* Source data:
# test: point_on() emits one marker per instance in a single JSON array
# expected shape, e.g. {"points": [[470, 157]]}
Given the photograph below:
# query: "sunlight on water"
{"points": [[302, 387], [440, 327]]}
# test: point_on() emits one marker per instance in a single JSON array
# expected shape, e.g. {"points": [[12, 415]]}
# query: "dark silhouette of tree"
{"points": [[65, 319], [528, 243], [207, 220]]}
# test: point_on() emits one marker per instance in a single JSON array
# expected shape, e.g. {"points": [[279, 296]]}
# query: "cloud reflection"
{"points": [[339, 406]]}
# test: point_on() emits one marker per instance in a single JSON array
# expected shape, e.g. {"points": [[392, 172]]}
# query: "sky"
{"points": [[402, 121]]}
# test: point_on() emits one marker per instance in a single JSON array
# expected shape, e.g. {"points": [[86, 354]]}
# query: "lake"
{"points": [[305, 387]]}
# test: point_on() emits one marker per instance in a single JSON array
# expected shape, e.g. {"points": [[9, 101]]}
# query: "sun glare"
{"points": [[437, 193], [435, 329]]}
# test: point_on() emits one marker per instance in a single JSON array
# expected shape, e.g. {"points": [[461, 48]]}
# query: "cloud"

* Exercise: Set down each entry again, exactly as written.

* Task solution:
# test: point_on() emits one marker per instance in a single JSON array
# expected shape, e.g. {"points": [[470, 157]]}
Given the photograph below:
# query: "sunlight on water"
{"points": [[302, 387], [440, 327]]}
# test: point_on() emits one marker per instance in a single JSON array
# expected shape, e.g. {"points": [[12, 415]]}
# query: "dark silhouette of tree"
{"points": [[65, 319], [528, 243], [207, 220]]}
# test: point_on() emits one marker per instance in a single JSON array
# expected shape, e.g. {"points": [[279, 296]]}
# query: "cloud reflection"
{"points": [[339, 406]]}
# test: point_on() emits one marker per instance in a single JSON array
# expected shape, e.g. {"points": [[392, 172]]}
# query: "sky"
{"points": [[402, 121]]}
# test: point_on() emits one marker per instance in a single JSON array
# expected shape, e.g. {"points": [[86, 354]]}
# query: "lake"
{"points": [[305, 387]]}
# test: point_on() emits one marker per instance in a single JSON array
# expected shape, e.g. {"points": [[9, 101]]}
# query: "sun glare"
{"points": [[437, 193], [435, 329]]}
# test: point_on() emits one marker per instance in a single JSON array
# expected shape, e.g. {"points": [[461, 48]]}
# query: "cloud"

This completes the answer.